Document passage:
────
Join the SSA Vic & Tas branch as we hear from Professor Stuart Kinner and Lindsay Pearce on their work using large, cross-sectoral data linkages, including important research design, and data management, analysis, and governance aspects. The event will held online and in-person via Zoom or in person at the performance space at the Library at The Dock in Docklands, at 6pm AEST on Thursday the 15th of June.
Abstract
The criminal justice system functions as a “filter” for some of the most marginalised and unwell members of our communities. Australians in contact with the criminal justice system experience disproportionately high rates of homelessness; poverty; child protection system involvement; comorbid mental illness, cognitive disability, substance use, chronic disease, and infectious disease; and premature mortality from preventable causes such as suicide, drug overdose, injury, and violence.In Australia, Aboriginal and Torres Strait Islander people are over-represented by a factor of 14 in adult prisons and by a factor of 18 in youth detention. Incarceration provides an important point of intervention to identify individuals with complex needs and address health inequity. Yet, research has consistently shown that incarceration leads to an escalation of risk of morbidity and mortality, particularly in the days and weeks immediately post-release.
Historically, a lack of population-level information on the health needs and healthcare trajectories of justice-involved Australians has precluded development of evidence-informed responses. This has further compounded inequities. In this seminar, we will present a body of work led by the Justice Health Group to fill this evidence gap using novel applications of cross-sectoral data linkage. We will identify some key methodological considerations for work of this sort, including aspects of research design, governance, and data management and analysis. We will demonstrate how well-designed and implemented data linkage research can lead to meaningful policy and practice reforms in justice health and similarly sensitive, politicised fields. We will make the case for cross-sectoral data linkage as a means of routinely monitoring the health and wellbeing of this population, to hold governments and correctional authorities accountable.
────
What this exercise asks:
1. Reproduce the passage of the justice health seminar announcement that begins at the words "Join the SSA" and stops after the words "15th of June.".
2. Resume the justice health seminar announcement, continuing on from its final sentence.

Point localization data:
────
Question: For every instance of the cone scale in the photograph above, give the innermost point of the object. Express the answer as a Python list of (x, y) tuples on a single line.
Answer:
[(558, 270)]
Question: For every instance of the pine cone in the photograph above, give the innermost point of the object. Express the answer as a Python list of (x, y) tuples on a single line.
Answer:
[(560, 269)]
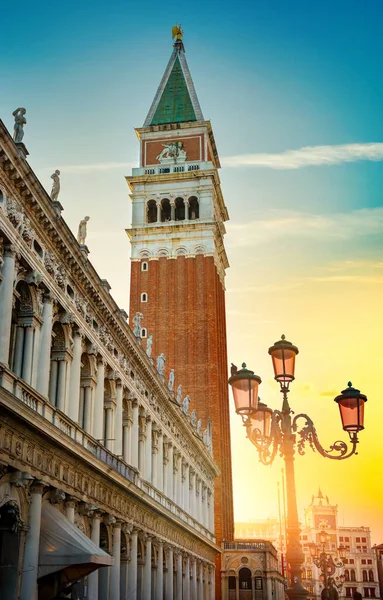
────
Per-task answers:
1.
Join the SSA Vic & Tas branch as we hear from Professor Stuart Kinner and Lindsay Pearce on their work using large, cross-sectoral data linkages, including important research design, and data management, analysis, and governance aspects. The event will held online and in-person via Zoom or in person at the performance space at the Library at The Dock in Docklands, at 6pm AEST on Thursday the 15th of June.

2.
Biographies
Stuart Kinner is Professor of Health Equity at Curtin University, Head of the Justice Health Group at the University of Melbourne and Murdoch Children’s Research Institute, and an Adjunct Professor in the Griffith Criminology Institute. For the past two decades Stuart’s research has focussed on health services and health outcomes for people who encounter the criminal justice system. He Chairs Australia’s National Youth Justice Health Advisory Group. He serves on the WHO Health in Prisons Programme (WHO-HIPP) Steering Group, the Worldwide Prison Health Research and Engagement Network (WEPHREN) Steering Committee, and the Australian National Prisoner Health Information Committee (NPHIC).
Lindsay Pearce is a Research Associate at the School of Population Health, Curtin University, and an Honorary Research Associate at the Centre for Adolescent Health, Murdoch Children’s Research Institute. Lindsay is an early career researcher with over eight years of research experience focusing on the health and healthcare experiences of vulnerable populations including people who use drugs, the homeless, people living with HIV, and people in contact with the criminal justice system, using both qualitative and data linkage methods. She completed her Master of Public Health at the University of British Columbia in 2017.